● **Text segment**
--------------------------------------------------

For workers who want to retire before age 59½, the 10% early-withdrawal penalty on IRA distributions can feel like a wall. Internal Revenue Code section 72(t) carves out a door through that wall — Substantially Equal Periodic Payments, or SEPP. Used correctly, the rule unlocks penalty-free IRA access years before traditional retirement age. Used carelessly, it can trigger retroactive penalties that wipe out the benefit.
How SEPP Works
Rule 72(t) allows you to begin taking a series of fixed annual withdrawals from a traditional IRA without the 10% penalty that normally applies before age 59½. Income tax is still owed on each distribution, but the penalty is waived as long as the payment schedule is followed precisely.
The catch is duration. Payments must continue for at least five years or until you reach age 59½ — whichever is longer. A worker starting SEPP at 50 is locked in until 59½. A worker starting at 57 is locked in until 62. Once you start, the amount cannot be modified.
The Three Calculation Methods
IRS Notice 2022-6 specifies three approved methods for calculating the annual SEPP amount:
- Required Minimum Distribution method — divides the account balance by a life expectancy factor each year. Produces the smallest payment but recalculates annually as the balance changes.

--------------------------------------------------

● **Data**
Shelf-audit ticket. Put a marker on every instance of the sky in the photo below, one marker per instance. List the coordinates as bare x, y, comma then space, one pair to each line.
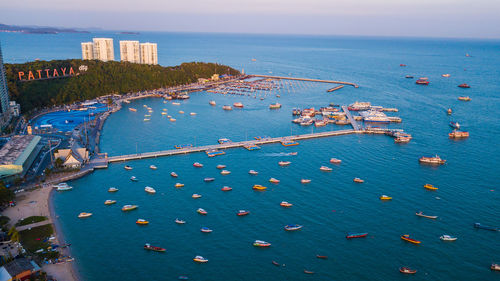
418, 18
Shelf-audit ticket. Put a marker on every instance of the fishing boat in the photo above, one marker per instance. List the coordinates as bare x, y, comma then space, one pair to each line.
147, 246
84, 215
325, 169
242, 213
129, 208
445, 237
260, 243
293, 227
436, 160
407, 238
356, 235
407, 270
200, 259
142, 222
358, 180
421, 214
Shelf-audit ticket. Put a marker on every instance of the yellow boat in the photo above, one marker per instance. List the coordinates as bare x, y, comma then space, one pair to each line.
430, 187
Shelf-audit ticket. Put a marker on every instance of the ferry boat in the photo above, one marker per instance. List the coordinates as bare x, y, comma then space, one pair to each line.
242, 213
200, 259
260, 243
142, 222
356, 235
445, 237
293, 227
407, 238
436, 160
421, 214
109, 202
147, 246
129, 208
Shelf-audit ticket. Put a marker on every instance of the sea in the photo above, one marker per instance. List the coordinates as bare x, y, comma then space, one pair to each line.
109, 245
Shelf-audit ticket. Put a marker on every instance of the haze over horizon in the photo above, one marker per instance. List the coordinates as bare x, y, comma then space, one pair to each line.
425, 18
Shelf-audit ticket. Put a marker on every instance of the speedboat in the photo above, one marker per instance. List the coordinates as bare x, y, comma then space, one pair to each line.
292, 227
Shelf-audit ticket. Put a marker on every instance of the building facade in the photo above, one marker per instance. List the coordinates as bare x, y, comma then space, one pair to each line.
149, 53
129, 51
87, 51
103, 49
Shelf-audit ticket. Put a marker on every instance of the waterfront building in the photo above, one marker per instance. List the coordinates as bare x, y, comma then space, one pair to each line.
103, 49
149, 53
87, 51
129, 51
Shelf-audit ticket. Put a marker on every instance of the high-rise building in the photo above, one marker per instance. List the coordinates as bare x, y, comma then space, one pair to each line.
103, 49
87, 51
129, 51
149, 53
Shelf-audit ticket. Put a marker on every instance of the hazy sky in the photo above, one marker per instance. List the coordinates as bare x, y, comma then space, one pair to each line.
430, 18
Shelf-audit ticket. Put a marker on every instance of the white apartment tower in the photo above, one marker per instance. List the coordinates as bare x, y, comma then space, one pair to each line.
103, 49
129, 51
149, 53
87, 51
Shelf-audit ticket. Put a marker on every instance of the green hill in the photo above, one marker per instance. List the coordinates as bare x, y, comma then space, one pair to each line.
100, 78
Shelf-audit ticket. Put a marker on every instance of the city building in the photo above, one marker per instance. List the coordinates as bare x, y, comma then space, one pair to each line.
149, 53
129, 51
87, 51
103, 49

--------------------------------------------------

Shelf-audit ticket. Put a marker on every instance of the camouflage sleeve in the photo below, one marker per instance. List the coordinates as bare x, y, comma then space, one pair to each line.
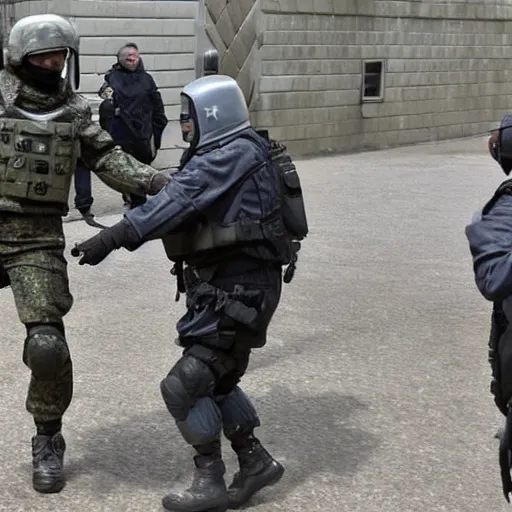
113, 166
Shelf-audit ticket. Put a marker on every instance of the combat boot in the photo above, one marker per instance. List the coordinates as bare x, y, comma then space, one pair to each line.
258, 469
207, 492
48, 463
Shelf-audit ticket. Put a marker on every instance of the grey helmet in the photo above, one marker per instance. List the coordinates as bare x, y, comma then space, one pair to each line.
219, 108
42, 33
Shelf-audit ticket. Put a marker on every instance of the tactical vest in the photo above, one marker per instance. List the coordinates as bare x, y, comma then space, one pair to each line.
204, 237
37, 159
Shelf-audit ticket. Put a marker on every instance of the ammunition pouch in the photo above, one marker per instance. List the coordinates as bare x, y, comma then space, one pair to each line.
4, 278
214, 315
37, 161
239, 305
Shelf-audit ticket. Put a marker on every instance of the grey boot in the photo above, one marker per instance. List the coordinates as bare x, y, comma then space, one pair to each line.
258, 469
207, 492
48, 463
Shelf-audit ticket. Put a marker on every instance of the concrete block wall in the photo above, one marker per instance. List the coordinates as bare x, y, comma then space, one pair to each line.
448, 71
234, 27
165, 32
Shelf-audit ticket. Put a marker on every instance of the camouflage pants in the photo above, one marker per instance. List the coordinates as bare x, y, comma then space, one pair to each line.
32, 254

--------------------------------------------------

● **Exercise instructions**
1) Summarize the text on Rule 72(t) early IRA withdrawals in two sentences.
2) Write what comes next in the text on Rule 72(t) early IRA withdrawals, picking up after its last line.

● **Answer list**
1) Internal Revenue Code section 72(t) permits Substantially Equal Periodic Payments from a traditional IRA before age 59½ without the usual 10% early-withdrawal penalty, though income tax is still owed and careless use can bring retroactive penalties. The payments must follow a fixed schedule for at least five years or until age 59½, whichever is longer, cannot be modified once begun, and are calculated by one of three methods that IRS Notice 2022-6 approves, including the Required Minimum Distribution method.

2)
- Amortization method — fixed annual payment that amortizes the account balance over the owner's life expectancy at a reasonable interest rate.
- Annuitization method — fixed annual payment derived from an annuity factor based on life expectancy and interest assumptions.
The amortization and annuitization methods produce larger, level payments. The RMD method produces smaller payments that fluctuate with the account value.
The 2026 Interest Rate Window
For the amortization and annuitization methods, the interest rate you choose is critical. Under current IRS guidance, the rate can be any rate up to 5% per year, or up to 120% of the federal mid-term Applicable Federal Rate (AFR) for either of the two months immediately before the SEPP start date. As of May 2026, 120% of the federal mid-term AFR was approximately 4.5%, meaning the 5% floor is currently the more favorable choice for retirees seeking larger payments.
Why Discipline Matters
If a SEPP plan is modified before the required period ends — by changing the payment amount, taking an extra withdrawal, or rolling over the account — the 10% penalty is reinstated retroactively on every distribution taken under the plan, plus interest. That risk makes SEPP a strategy for retirees who can commit to the schedule without exception.
Practical Takeaways
- Split the IRA first. Many retirees create a separate IRA sized to produce the desired SEPP payment, leaving other retirement funds untouched and outside the 72(t) lock-in.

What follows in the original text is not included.